** START Material shown **

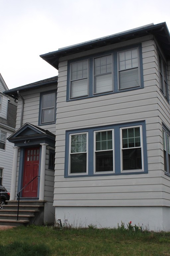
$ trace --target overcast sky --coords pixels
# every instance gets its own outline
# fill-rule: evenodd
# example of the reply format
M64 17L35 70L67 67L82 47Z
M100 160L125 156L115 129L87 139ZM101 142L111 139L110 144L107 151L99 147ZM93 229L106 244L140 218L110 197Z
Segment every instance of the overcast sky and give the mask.
M0 73L9 89L57 75L40 57L165 21L170 0L0 0Z

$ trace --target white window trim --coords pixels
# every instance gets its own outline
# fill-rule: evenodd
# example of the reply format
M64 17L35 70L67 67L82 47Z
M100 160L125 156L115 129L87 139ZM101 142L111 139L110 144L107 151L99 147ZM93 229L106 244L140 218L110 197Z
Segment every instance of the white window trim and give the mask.
M108 131L112 131L112 151L113 152L113 170L112 171L108 172L96 172L96 132L106 132ZM115 172L115 149L114 149L114 129L108 129L107 130L99 130L97 131L94 131L93 134L93 140L94 140L94 157L93 157L93 170L94 170L94 174L105 174L106 173L113 173ZM102 150L102 151L108 151L108 150Z
M119 72L120 71L121 71L121 70L119 70L119 54L120 52L125 52L127 51L130 51L132 50L133 50L134 49L137 49L137 56L138 56L138 77L139 78L139 85L137 86L133 86L132 87L127 87L126 88L122 88L121 89L120 88L120 83L119 83ZM126 90L127 89L129 89L130 88L137 88L137 87L141 87L141 84L140 84L140 63L139 63L139 59L140 59L140 56L139 56L139 47L132 47L132 48L130 48L129 49L128 49L128 50L124 50L123 51L120 51L118 52L117 53L117 67L118 67L118 90L121 91L122 90ZM129 70L129 69L125 69L124 70Z
M70 169L71 169L71 161L70 161L70 155L71 153L71 136L73 135L78 135L79 134L86 134L86 172L83 173L70 173ZM69 135L69 154L68 157L68 168L69 168L69 173L68 176L70 175L88 175L88 132L79 132L76 133L71 133ZM85 152L84 152L85 153Z
M122 157L122 150L123 149L122 144L122 130L125 129L128 129L131 128L136 128L138 127L140 128L140 147L136 147L135 148L141 148L141 157L142 159L142 169L135 169L135 170L126 170L125 171L123 170L123 159ZM121 140L121 147L120 147L120 156L121 156L121 172L122 173L126 172L137 172L144 171L144 159L143 159L143 136L142 130L142 125L137 125L133 126L127 126L127 127L124 127L120 128L120 140Z

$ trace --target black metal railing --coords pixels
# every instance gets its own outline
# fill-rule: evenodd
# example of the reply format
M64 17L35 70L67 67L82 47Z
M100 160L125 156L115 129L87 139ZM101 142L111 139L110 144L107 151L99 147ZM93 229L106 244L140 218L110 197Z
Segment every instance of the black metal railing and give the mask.
M24 187L23 187L22 188L22 189L21 189L21 190L20 190L20 191L19 191L18 192L18 193L17 193L17 196L18 196L18 199L17 217L17 220L18 220L18 215L19 215L19 206L20 206L20 193L23 190L23 189L24 189L26 187L27 187L27 186L28 185L29 185L29 184L30 184L30 183L31 183L31 182L32 182L33 181L33 180L35 179L36 179L37 177L38 178L39 178L40 177L40 176L36 176L36 177L34 177L34 178L33 178L32 180L31 180L28 183L27 183L27 184L26 184L26 185Z

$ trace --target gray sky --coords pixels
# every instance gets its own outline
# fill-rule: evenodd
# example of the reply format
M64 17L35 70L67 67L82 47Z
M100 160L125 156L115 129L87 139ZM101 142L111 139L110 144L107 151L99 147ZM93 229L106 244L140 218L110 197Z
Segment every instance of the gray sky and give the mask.
M0 73L9 89L57 75L39 56L165 21L169 0L0 0Z

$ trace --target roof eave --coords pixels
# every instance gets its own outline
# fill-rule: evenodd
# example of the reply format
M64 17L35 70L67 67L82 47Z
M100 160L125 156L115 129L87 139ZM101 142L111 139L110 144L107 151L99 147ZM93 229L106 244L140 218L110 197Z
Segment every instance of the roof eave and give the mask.
M132 38L139 37L146 34L152 34L156 36L156 33L158 32L162 33L162 35L163 34L166 37L166 41L170 46L169 56L170 56L170 35L166 22L155 25L150 25L148 26L137 28L72 45L59 49L57 51L42 54L40 56L42 59L58 69L59 58L60 57L128 40Z

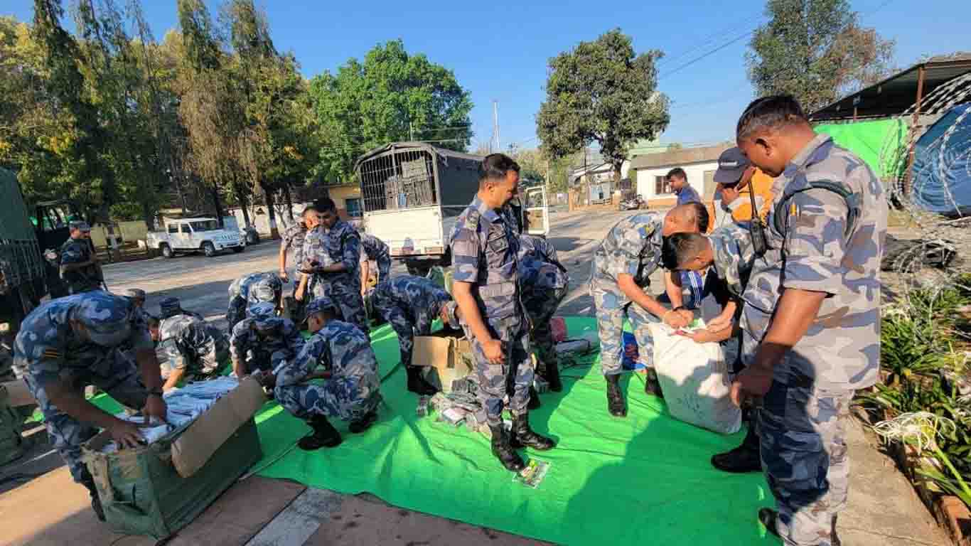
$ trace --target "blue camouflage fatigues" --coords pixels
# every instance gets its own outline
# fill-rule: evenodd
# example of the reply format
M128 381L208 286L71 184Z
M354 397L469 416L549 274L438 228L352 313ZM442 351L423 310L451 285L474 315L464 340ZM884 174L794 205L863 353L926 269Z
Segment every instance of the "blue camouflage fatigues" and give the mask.
M272 370L303 349L300 330L283 317L248 318L240 321L229 337L229 356L245 362L246 373Z
M236 279L229 285L229 308L226 310L226 322L229 323L229 331L233 331L236 324L246 318L246 310L254 303L270 301L265 300L251 289L260 282L269 283L273 287L276 294L280 294L284 290L284 282L273 273L251 273Z
M60 249L60 264L83 263L91 259L91 242L88 239L68 238ZM81 293L101 289L97 266L91 264L82 269L68 271L61 276L70 293Z
M529 319L529 341L536 348L540 365L556 362L556 347L550 321L566 297L570 278L556 257L556 249L542 237L519 235L517 273L522 306Z
M79 333L72 321L93 335ZM23 320L14 343L15 365L25 372L24 380L44 413L48 433L76 482L91 481L81 461L81 445L97 428L53 405L47 388L52 382L67 382L71 391L84 396L84 388L94 385L126 406L144 407L148 392L139 371L117 350L124 343L135 351L153 348L148 325L131 301L102 290L42 304Z
M384 283L390 279L391 255L384 241L374 235L362 234L361 252L367 256L367 259L378 264L378 283Z
M371 302L375 311L390 323L398 334L403 365L412 365L415 336L431 333L432 323L438 318L442 305L450 300L449 292L431 280L412 275L394 277L374 290Z
M458 217L451 241L454 281L473 285L483 322L492 338L502 341L506 357L504 364L489 362L463 317L462 326L472 341L479 376L479 401L486 408L489 426L495 427L502 420L507 382L513 384L509 405L514 415L527 413L529 386L533 384L528 324L517 276L519 240L504 215L487 208L476 196Z
M344 271L314 273L310 292L315 298L330 298L345 322L368 331L360 286L360 237L357 230L343 220L337 221L329 230L321 224L307 233L302 268L338 262L344 264Z
M847 235L846 200L808 182L846 186L861 215ZM833 543L833 518L846 506L849 477L844 422L855 390L877 381L880 365L880 262L887 198L861 159L820 135L773 186L774 203L791 195L785 233L766 229L769 251L755 260L745 290L743 325L766 331L786 289L826 292L806 335L773 369L757 427L762 468L779 509L786 544ZM752 304L750 304L750 302ZM754 352L744 355L751 364Z
M593 255L590 295L597 313L600 333L600 367L604 375L618 375L623 358L623 320L630 321L637 338L638 360L653 367L654 342L650 323L656 317L633 303L618 286L618 277L627 274L642 289L651 284L651 274L661 258L664 217L642 213L621 220L615 225Z
M158 326L159 349L168 361L162 366L162 377L172 370L184 369L183 381L201 381L219 371L229 357L229 340L216 326L191 315L176 315Z
M323 385L307 382L318 368L330 370ZM277 371L274 394L300 419L322 415L356 421L378 407L378 358L367 334L353 324L331 321L304 344L295 358Z

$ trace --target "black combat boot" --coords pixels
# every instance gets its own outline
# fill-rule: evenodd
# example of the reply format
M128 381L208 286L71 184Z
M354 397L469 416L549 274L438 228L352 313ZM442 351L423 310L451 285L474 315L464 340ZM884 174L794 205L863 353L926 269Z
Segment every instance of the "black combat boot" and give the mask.
M509 445L509 433L506 432L502 423L489 425L488 428L492 432L492 455L499 460L499 462L502 462L510 472L519 472L525 468L526 463L522 461L519 454Z
M607 409L614 417L627 417L627 402L623 399L623 392L620 392L619 374L608 375L607 379Z
M761 471L762 461L759 457L758 434L755 434L754 424L749 425L749 431L742 445L729 452L712 456L712 466L733 474Z
M420 396L431 396L438 392L435 386L421 377L421 366L405 366L408 372L408 390Z
M375 421L378 421L378 410L371 410L360 419L352 421L348 428L351 429L352 434L360 434L370 428Z
M648 368L647 373L644 374L644 392L658 398L664 397L664 392L661 392L661 384L657 381L657 372L653 368Z
M527 408L534 410L540 407L540 393L536 392L536 388L532 385L529 386L529 403L526 405Z
M548 451L556 447L556 441L546 436L541 436L529 427L529 414L513 416L513 435L509 444L515 449L533 448L539 451Z
M333 448L341 445L341 433L322 415L315 415L307 422L314 433L300 438L297 445L304 451L314 451L320 448Z

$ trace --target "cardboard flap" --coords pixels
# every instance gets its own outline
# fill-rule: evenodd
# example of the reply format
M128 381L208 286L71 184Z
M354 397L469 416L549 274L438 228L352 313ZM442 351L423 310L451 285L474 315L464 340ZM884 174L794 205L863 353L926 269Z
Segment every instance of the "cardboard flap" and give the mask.
M251 377L240 381L200 415L172 443L172 464L184 478L195 474L236 429L266 403L263 388Z

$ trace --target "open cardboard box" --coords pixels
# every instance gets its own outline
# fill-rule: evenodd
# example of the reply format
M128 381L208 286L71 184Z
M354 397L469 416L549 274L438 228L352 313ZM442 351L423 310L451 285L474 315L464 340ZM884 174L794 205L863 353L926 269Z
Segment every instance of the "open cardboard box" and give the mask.
M472 373L472 344L460 331L440 330L415 336L412 363L424 366L424 375L443 392L452 392L452 382Z

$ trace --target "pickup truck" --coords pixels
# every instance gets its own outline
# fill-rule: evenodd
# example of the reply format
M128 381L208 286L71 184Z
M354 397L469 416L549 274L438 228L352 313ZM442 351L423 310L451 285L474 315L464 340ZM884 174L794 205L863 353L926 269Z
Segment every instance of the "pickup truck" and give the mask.
M165 230L150 232L146 244L150 249L161 252L165 257L200 251L207 256L214 256L224 250L232 249L234 253L246 250L246 240L239 231L219 227L215 218L167 221Z

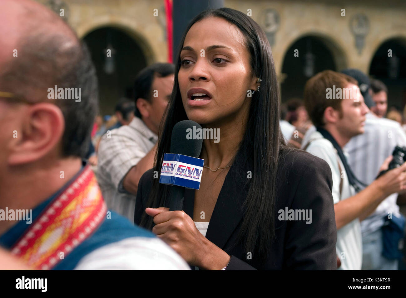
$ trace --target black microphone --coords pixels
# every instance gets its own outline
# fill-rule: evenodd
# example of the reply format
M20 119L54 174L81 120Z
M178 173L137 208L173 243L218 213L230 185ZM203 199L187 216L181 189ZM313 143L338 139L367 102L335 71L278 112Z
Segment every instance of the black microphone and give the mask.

** END Material shown **

> [Short task]: Could you rewrite the entries from the beginning through the line containing "M0 73L9 89L57 75L40 57L165 21L170 0L0 0Z", swapping "overcast sky" for "cloudy sky" and changing nothing else? Leave the pictures out.

> [Response to this exercise]:
$ trace --target cloudy sky --coords pixels
# every instance gets its own outline
# fill-rule: evenodd
# example of the reply format
M64 17L35 70L67 67L82 47Z
M100 160L125 156L115 129L87 139ZM101 142L111 139L110 144L107 151L99 147ZM93 229L106 244L140 218L110 197Z
Segment every instance of the cloudy sky and give the mask.
M0 73L9 89L57 75L40 57L165 21L170 0L0 0Z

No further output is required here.